• Task objective
Copy all of the data below line for line, without changing a single character.

• Records to use
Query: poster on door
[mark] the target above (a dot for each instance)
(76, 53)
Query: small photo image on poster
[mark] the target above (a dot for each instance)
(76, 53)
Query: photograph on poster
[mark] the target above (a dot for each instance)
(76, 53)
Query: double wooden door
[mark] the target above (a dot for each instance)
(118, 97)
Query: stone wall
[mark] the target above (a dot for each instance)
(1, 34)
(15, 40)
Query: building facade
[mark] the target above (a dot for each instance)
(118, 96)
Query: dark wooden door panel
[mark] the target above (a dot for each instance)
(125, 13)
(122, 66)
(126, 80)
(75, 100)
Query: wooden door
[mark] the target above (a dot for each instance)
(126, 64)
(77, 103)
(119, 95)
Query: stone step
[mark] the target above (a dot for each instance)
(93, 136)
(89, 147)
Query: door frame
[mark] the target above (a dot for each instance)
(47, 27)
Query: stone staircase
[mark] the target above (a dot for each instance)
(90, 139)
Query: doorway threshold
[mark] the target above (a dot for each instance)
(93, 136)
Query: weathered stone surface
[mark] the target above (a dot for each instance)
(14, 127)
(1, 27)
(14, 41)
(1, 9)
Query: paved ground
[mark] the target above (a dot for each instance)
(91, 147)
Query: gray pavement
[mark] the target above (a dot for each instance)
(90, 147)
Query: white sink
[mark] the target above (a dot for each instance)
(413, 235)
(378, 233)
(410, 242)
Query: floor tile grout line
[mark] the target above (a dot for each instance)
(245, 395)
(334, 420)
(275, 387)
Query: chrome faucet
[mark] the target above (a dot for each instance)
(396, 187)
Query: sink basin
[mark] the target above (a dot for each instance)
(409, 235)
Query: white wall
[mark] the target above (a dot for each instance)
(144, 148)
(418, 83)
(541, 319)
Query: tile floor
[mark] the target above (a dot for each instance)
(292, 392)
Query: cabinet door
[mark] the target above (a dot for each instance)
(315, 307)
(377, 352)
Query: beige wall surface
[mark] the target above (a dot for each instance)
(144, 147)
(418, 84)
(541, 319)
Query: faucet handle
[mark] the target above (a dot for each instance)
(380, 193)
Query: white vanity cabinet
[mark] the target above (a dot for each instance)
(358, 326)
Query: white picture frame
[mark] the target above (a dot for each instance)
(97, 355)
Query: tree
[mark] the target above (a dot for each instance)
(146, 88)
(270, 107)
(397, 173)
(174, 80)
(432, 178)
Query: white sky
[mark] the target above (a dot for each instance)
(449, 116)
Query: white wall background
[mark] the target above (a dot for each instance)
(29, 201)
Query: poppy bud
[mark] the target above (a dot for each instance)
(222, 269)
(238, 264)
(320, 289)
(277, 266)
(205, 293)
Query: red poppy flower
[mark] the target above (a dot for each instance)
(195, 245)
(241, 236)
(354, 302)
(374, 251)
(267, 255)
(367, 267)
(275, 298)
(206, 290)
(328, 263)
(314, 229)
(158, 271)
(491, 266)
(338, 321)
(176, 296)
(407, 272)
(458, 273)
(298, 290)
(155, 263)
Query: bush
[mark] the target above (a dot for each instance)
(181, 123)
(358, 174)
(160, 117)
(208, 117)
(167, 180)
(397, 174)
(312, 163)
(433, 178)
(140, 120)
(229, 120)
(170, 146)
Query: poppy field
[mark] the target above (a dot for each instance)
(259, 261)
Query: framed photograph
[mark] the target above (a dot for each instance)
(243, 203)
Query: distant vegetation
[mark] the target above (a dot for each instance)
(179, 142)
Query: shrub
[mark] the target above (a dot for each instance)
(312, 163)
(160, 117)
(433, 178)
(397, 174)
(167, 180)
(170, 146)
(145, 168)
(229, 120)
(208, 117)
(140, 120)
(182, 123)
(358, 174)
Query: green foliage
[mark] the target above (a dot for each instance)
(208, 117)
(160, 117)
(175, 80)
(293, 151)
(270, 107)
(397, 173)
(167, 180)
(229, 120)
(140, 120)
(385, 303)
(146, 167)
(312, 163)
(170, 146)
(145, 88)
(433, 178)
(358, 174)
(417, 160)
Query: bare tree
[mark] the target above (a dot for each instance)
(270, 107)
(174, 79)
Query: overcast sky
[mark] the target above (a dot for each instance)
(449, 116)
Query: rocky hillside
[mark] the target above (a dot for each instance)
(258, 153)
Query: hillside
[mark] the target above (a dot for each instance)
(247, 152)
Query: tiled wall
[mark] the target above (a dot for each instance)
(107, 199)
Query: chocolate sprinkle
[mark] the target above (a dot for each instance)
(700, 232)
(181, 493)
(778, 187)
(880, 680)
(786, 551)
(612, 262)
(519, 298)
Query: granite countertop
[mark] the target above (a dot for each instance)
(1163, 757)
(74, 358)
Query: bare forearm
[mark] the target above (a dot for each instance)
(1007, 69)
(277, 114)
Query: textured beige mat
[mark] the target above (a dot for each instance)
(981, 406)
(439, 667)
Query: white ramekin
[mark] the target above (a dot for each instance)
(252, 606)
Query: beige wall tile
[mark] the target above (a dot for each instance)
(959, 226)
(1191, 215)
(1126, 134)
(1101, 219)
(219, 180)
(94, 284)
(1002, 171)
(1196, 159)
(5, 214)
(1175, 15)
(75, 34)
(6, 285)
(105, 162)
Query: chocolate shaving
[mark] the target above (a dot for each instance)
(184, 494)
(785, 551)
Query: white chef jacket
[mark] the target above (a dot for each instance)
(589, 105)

• Finished exercise
Query: poster on door
[mark] the target above (a dot for each instance)
(76, 53)
Query: small photo image on poster
[mark] the target above (a dot for each instance)
(76, 53)
Query: photograph on poster
[mark] the target above (a dot for each instance)
(76, 53)
Query: double wooden door
[mark] the target above (a dot for each instance)
(118, 97)
Query: stone wall
[mark] the target above (a dot for each instance)
(1, 34)
(15, 40)
Query: building facade
[mark] the target above (a dot for each instance)
(118, 96)
Query: dark wooden door panel
[mark] the target above (a dot for each instance)
(125, 13)
(122, 66)
(126, 80)
(75, 100)
Query: wooden door
[mark] the target above (a dot for each instance)
(126, 64)
(77, 103)
(119, 95)
Query: stone step
[mark] the target above (a dot for each instance)
(93, 136)
(89, 147)
Query: door frame
[mark] the target above (a dot for each instance)
(47, 27)
Query: stone staircase
[mark] the target above (a dot for each instance)
(90, 139)
Query: doorway threshold
[mark] the target above (a dot for each instance)
(93, 136)
Query: weathered stone surface
[mark] the target above (a dot for each instance)
(14, 127)
(1, 27)
(14, 41)
(1, 9)
Query: paved ground
[mark] the target above (a dot for each instance)
(91, 147)
Query: gray pavement
[mark] the target above (a dot for each instance)
(90, 147)
Query: white sink
[mark] the target above (a dot for each instance)
(413, 235)
(378, 233)
(410, 242)
Query: floor tile grout line
[mark] the target above (a dot for each instance)
(245, 395)
(334, 420)
(275, 387)
Query: chrome faucet
[mark] the target above (a dot for each instance)
(396, 187)
Query: sink basin
[mark] the target above (a dot for each instance)
(409, 235)
Query: white wall
[mark] the target above (a dot for each instance)
(144, 148)
(418, 83)
(541, 319)
Query: tile floor
[mark] the target above (a dot for each instance)
(292, 392)
Query: cabinet door
[mark] the target above (a dot for each instance)
(315, 307)
(377, 352)
Query: beige wall surface
[mark] the target above (a dot for each instance)
(144, 147)
(418, 84)
(541, 319)
Query: faucet handle
[mark] the target above (a dot for each instance)
(380, 193)
Query: white vanity cabinet
[mark] the target above (a dot for each instance)
(358, 326)
Query: white picture frame
[mark] the target above (a dot for each instance)
(97, 355)
Query: tree
[mark] the target above (a dot for each instance)
(146, 88)
(270, 107)
(397, 173)
(174, 80)
(432, 178)
Query: white sky
[mark] the target above (a dot for each instance)
(449, 116)
Query: white wall background
[mark] the target above (a dot for each instance)
(29, 201)
Query: poppy bud
[mark] the target above (a dot for each instance)
(222, 269)
(238, 264)
(320, 289)
(277, 266)
(205, 293)
Query: red poppy flower
[mark] the target above (a dot for each instance)
(195, 245)
(241, 236)
(354, 302)
(374, 251)
(267, 255)
(367, 267)
(275, 298)
(206, 290)
(328, 263)
(314, 229)
(158, 271)
(491, 266)
(338, 321)
(176, 296)
(407, 272)
(458, 273)
(298, 290)
(155, 263)
Query: bush
[mark] the target above (a dot for each instance)
(181, 123)
(358, 174)
(160, 117)
(208, 117)
(167, 180)
(397, 174)
(312, 163)
(433, 178)
(140, 120)
(229, 120)
(170, 146)
Query: poppy field
[mark] the target above (a dot for each instance)
(259, 261)
Query: framed photograph
[mark] the target above (a dot for each instance)
(243, 203)
Query: distant vegetation
[mark] the target above (a dot for each instance)
(179, 142)
Query: shrub
[mark] the target above (a dot for each instance)
(312, 163)
(160, 117)
(433, 178)
(397, 174)
(167, 180)
(170, 146)
(145, 168)
(229, 120)
(208, 117)
(140, 120)
(182, 123)
(358, 174)
Query: green foliage
[mark] the target above (a dot for each instance)
(208, 117)
(160, 117)
(175, 80)
(293, 151)
(270, 107)
(397, 173)
(167, 180)
(229, 120)
(140, 120)
(385, 303)
(146, 167)
(312, 163)
(170, 146)
(145, 88)
(433, 178)
(358, 174)
(417, 160)
Query: bare tree
[mark] the target above (a dot for each instance)
(270, 107)
(174, 79)
Query: overcast sky
[mark] the target above (a dot for each instance)
(449, 116)
Query: rocky hillside
[mark] the target above (a dot for each instance)
(258, 153)
Query: hillside
[mark] the target above (a dot for each instance)
(247, 152)
Query: tiled wall
[mark] the target above (a dot for each instance)
(107, 199)
Query: chocolate sprinkle
[mark] the target above (a dot for each instance)
(700, 232)
(181, 493)
(778, 187)
(880, 680)
(786, 551)
(612, 262)
(519, 298)
Query: granite countertop
[mark] the target above (a dot for each instance)
(1163, 757)
(74, 358)
Query: bare forearm
[mark] the target above (a dot for each instance)
(1007, 69)
(277, 114)
Query: textured beige mat
[mark] the target above (a dot for each instance)
(981, 406)
(439, 667)
Query: white ramekin
[mark] the target above (a dot for each instance)
(252, 606)
Query: beige wall tile
[mark] the target above (a dot for each instance)
(959, 226)
(1191, 215)
(1126, 134)
(1101, 219)
(219, 180)
(94, 284)
(1002, 171)
(1196, 159)
(5, 214)
(1175, 15)
(75, 34)
(6, 285)
(105, 162)
Query: chocolate shaving
[mark] the target above (a dot for each instance)
(184, 494)
(785, 551)
Query: white chef jacket
[mark] the target above (a dot for each instance)
(589, 105)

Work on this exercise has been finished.